Partisan n°121 - Juin 1997

L’insurrection paysanne

C’est dans ce contexte que vers 1952, l’organisation syndicale paysanne Kisan Sabha, contrôlée dans cette région par le parti communiste indien (marxiste) PCI(M), un parti révisionniste, s’est implantée dans la région et a commencé à se développer sensiblement malgré la répression. A la veille des élections générales de 1967, deux dirigeants locaux du Kisan Sabha, Sanyal et Santhal, ont décidé avec leur syndicat de ne plus obéir aux directives de la direction du PCI(M), qui appelait à préparer les élections.
A la place, ils renforcent le syndicat, préparent les luttes militantes, politisent... C’est ainsi que le 3 mars 1967, il y a 30 ans, un groupe de paysans occupe le terrain qu’un propriétaire foncier avait usurpé, près de Naxalbari. Les paysans plantent des drapeaux rouges et déclarent que ces terres appartiennent au Kisan Sabha. La répression sera immédiate, mais en fait celle-ci provoquera une des plus grandes insurrections d’ouvriers agricoles que l’Inde a connue. La lutte se radicalisera. Des gros propriétaires fonciers, des usuriers seront attaqués, et leurs terres seront expropriées, des fusils seront récupérés. Des rebelles déclareront la zone "libérée". 90 % des villages libérés s’organiseront en groupe de défense armés, notamment contre les milices des propriétaires-terriens. Les comités auront un programme en 10 points, incluant la destruction des structures féodales des villages à travers une réforme agraire de redistribution de toutes les terres.

____

**CONSIGNE A:** Quelles lignes ci-dessous contiennent la chaîne "facade" ? Relevez-les toutes en respectant la casse.
**CONSIGNE B:** Reprenez le texte ci-dessus sur l'insurrection paysanne de Naxalbari et poursuivez-le à partir de sa dernière phrase.

**Données:**
____

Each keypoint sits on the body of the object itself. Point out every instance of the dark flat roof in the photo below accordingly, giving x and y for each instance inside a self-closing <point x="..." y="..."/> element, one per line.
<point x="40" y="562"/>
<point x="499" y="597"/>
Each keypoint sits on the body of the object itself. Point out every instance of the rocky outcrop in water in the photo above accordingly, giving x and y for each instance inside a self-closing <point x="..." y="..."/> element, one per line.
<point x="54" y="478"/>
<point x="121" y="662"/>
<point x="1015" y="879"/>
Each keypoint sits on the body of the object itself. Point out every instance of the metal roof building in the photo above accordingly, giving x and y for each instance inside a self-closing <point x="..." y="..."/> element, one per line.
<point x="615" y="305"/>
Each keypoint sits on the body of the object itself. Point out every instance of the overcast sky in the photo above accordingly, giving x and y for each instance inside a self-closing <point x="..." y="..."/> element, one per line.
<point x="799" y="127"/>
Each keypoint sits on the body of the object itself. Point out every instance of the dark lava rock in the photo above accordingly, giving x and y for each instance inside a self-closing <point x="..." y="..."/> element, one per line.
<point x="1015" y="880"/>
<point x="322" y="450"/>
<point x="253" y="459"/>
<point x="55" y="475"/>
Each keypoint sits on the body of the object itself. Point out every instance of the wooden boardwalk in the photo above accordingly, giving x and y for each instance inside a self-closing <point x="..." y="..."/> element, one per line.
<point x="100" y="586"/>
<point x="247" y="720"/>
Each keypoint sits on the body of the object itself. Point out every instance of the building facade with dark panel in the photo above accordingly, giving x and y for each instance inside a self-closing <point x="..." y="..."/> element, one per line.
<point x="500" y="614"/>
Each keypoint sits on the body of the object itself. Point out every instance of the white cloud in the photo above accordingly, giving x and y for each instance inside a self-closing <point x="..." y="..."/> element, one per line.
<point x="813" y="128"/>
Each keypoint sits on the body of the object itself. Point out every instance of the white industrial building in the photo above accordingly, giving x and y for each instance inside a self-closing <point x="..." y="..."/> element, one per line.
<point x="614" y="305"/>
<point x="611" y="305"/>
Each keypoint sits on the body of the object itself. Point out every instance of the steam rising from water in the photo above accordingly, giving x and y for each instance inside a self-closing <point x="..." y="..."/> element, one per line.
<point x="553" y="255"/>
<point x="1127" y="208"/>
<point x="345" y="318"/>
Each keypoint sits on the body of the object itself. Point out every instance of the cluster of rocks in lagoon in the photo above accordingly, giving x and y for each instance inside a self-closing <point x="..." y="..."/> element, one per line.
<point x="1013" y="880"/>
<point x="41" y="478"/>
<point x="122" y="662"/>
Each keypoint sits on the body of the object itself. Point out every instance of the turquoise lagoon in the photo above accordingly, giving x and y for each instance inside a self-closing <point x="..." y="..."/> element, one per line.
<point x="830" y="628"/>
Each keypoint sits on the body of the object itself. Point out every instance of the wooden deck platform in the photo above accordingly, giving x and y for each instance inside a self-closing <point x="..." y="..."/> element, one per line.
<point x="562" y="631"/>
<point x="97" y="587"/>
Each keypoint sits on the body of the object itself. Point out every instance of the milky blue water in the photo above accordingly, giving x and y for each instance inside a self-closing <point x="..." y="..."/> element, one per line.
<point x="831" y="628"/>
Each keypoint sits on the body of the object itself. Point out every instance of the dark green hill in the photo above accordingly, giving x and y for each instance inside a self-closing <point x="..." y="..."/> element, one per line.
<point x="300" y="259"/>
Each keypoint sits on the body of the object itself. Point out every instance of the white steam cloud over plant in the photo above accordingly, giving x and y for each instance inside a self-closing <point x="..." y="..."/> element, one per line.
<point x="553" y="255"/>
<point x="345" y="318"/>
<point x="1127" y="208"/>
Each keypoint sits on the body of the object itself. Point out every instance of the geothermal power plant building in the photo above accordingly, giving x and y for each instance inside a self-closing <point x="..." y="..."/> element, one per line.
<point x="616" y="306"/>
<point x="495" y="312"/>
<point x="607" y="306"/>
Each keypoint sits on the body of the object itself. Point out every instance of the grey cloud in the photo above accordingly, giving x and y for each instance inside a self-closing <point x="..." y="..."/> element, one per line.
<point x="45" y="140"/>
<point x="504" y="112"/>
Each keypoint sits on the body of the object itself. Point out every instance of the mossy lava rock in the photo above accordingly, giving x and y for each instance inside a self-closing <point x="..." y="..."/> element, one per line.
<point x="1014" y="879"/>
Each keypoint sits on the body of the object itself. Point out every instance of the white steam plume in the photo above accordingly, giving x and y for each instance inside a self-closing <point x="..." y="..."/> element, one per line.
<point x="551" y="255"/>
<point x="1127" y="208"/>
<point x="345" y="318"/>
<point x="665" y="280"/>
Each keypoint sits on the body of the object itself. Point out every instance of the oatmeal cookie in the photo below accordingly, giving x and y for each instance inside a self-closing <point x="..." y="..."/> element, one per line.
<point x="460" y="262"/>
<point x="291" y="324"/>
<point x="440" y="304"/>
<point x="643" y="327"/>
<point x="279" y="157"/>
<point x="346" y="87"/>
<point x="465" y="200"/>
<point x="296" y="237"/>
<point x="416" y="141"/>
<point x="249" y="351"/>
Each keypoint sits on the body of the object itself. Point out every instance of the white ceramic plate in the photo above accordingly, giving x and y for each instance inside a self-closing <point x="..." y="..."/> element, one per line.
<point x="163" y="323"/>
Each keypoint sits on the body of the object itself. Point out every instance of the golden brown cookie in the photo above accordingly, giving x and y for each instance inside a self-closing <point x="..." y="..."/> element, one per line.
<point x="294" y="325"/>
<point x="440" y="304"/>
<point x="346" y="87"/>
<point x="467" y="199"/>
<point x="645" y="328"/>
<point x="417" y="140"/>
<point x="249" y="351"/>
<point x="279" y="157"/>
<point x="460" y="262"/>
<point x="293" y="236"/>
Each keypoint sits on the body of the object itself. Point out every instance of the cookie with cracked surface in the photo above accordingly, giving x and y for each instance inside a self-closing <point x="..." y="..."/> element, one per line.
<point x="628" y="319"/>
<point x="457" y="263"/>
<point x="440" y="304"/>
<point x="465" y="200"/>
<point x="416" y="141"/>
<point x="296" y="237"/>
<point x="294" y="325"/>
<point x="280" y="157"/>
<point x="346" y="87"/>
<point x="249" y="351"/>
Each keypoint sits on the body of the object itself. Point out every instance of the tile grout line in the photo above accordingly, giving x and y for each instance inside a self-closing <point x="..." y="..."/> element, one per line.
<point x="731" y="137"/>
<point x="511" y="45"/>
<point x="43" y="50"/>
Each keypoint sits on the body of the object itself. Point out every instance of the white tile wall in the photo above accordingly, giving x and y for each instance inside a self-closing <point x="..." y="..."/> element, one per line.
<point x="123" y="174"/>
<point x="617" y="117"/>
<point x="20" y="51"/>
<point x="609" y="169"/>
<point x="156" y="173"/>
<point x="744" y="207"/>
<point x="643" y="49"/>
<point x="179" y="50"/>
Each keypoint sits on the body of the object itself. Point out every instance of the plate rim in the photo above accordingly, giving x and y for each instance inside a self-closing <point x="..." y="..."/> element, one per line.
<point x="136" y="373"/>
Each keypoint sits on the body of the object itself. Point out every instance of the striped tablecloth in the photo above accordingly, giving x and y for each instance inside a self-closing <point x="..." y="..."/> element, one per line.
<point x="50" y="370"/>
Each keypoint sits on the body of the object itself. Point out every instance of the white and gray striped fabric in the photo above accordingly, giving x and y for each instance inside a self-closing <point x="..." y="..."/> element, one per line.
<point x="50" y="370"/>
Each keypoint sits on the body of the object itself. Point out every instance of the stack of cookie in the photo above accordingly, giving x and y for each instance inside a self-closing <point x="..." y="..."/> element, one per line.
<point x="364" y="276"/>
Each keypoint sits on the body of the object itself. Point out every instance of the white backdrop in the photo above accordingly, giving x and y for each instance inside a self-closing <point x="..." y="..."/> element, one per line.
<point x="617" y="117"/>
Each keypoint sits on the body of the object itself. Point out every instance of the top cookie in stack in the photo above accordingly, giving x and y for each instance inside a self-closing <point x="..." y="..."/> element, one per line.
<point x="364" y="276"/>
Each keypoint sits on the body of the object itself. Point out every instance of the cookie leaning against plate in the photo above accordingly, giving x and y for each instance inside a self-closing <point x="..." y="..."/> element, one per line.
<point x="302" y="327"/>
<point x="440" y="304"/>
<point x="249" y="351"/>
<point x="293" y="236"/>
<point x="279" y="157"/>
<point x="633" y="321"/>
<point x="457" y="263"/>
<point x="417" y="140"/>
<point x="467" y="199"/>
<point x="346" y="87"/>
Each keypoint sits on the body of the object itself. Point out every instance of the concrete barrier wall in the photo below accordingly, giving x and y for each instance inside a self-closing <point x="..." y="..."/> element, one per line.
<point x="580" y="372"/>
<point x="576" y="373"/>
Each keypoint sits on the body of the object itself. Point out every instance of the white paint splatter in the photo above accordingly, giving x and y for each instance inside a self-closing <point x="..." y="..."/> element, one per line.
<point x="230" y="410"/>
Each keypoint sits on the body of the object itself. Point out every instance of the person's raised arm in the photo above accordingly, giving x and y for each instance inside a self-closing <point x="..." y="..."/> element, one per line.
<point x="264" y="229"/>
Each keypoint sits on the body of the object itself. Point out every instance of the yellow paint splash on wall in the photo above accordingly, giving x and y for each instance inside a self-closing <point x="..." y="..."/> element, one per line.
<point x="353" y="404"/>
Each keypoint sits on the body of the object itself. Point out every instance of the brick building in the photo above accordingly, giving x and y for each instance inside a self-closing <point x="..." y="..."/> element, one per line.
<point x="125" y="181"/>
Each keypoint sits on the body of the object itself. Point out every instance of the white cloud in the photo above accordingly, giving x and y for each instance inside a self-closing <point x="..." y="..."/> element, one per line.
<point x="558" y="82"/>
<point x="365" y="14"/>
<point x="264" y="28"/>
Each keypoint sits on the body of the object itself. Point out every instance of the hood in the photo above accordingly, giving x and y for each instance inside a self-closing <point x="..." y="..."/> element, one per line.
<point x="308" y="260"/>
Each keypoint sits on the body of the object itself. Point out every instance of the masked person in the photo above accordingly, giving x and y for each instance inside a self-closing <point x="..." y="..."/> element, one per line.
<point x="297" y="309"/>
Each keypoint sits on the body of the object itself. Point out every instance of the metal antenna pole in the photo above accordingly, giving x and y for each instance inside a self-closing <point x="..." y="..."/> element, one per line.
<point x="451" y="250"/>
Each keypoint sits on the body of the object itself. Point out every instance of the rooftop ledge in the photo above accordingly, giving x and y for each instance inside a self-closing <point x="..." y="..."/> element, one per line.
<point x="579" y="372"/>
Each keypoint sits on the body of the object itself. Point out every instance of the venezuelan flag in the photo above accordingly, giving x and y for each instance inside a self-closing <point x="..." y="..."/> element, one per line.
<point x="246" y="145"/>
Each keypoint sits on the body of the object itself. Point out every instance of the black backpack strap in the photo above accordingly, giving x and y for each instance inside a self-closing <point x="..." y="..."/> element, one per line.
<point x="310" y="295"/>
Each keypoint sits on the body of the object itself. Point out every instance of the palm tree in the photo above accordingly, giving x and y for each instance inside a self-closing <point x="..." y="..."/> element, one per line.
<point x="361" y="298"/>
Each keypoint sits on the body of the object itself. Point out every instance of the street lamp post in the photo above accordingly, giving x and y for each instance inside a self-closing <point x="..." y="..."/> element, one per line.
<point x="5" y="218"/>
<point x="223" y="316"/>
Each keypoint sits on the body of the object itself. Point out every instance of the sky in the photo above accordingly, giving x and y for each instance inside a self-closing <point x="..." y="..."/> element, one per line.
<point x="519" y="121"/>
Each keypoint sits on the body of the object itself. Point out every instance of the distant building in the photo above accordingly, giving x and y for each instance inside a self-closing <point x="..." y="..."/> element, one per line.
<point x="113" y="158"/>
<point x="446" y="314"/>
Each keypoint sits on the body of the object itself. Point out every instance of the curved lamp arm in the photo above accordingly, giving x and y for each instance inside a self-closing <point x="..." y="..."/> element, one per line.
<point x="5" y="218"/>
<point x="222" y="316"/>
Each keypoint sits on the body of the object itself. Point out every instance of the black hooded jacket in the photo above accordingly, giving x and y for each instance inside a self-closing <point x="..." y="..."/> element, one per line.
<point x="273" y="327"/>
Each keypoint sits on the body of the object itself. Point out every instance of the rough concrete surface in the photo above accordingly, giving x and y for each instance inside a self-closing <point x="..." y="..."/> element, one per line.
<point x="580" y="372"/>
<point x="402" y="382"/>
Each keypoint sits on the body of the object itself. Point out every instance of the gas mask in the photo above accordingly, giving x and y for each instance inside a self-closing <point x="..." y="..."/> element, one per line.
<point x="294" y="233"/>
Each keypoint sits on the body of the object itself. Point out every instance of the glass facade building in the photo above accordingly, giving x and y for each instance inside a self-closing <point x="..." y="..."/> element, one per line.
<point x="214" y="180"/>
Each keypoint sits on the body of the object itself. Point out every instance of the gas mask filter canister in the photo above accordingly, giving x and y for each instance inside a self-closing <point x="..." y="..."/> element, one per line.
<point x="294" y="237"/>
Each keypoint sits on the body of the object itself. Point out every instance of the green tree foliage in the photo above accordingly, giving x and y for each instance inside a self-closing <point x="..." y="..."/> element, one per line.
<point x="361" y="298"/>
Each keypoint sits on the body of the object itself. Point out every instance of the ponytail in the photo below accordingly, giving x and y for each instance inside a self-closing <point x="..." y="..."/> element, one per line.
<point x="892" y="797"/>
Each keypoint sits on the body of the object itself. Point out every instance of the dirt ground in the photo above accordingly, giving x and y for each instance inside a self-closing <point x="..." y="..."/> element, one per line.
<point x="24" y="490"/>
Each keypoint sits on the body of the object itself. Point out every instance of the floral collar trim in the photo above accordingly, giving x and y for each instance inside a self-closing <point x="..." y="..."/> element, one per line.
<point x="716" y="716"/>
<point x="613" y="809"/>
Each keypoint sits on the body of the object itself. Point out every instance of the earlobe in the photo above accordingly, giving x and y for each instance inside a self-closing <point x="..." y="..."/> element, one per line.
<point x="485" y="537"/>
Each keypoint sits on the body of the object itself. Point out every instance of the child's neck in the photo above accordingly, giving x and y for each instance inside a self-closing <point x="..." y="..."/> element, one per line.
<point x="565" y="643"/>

____

**CORRIGÉ A:**
Each keypoint sits on the body of the object itself. Point out every instance of the building facade with dark panel in the photo above accordingly, giving x and y for each instance inside a self-closing <point x="..." y="..."/> element, one per line.
Each keypoint sits on the body of the object itself. Point out every instance of the glass facade building in the photo above accordingly, giving x and y for each instance inside a self-closing <point x="..." y="..."/> element, one per line.

**CORRIGÉ B:**
Les maoïstes contre le révisionnisme

Depuis 1964, une opposition interne au PCI(M) s’était constituée, sur une ligne maoïste. Le PCI(M) participait alors au gouvernement, dans un Front uni, et détenait les ministères de l’Intérieur et de l’Agriculture ! Le déclenchement de l’insurrection déstabilise totalement le PCI(M). Et comme on pouvait s’y attendre, il décide le 21 juin 67 d’envoyer les forces de répression contre les "agitateurs". Un millier de personnes sont arrêtées et la rébellion étouffée. Mais un large mouvement de soutien s’est entre temps développé dans toute l’Inde. Le 28 juin, une émission de Radio-Pékin éclate comme une bombe : "l’ouragan de la grande révolution du peuple indien ne peut que se déclencher". La radio dénonce aussi le gouvernement du Bengale Ouest comme "l’outil des réactionnaires indiens pour décevoir le peuple et refroidir son esprit militant". Le PCI(M), qui veut garder ses liens avec le Parti Communiste Chinois, est alors complètement désemparé, et en proie à d’intenses luttes internes.

 

Du soutien dans toute l’Inde à la révolte de Naxalbari, un mouvement naît, celui des "naxalites". Pour les révolutionnaires indiens, sa stratégie est celle de la guerre populaire contre les "quatre montagnes" : l’impérialisme, le révisionnisme soviétique, le féodalisme et le capitalisme bureaucratique. L’Inde est caractérisée comme un pays semi-colonial et semi-féodal. La révolution doit s’appuyer principalement sur les paysans, établir des bases rurales, et les utiliser pour encercler les villes. La paysannerie est l’alliée la plus puissante du prolétariat et ce dernier doit s’intégrer à ses luttes.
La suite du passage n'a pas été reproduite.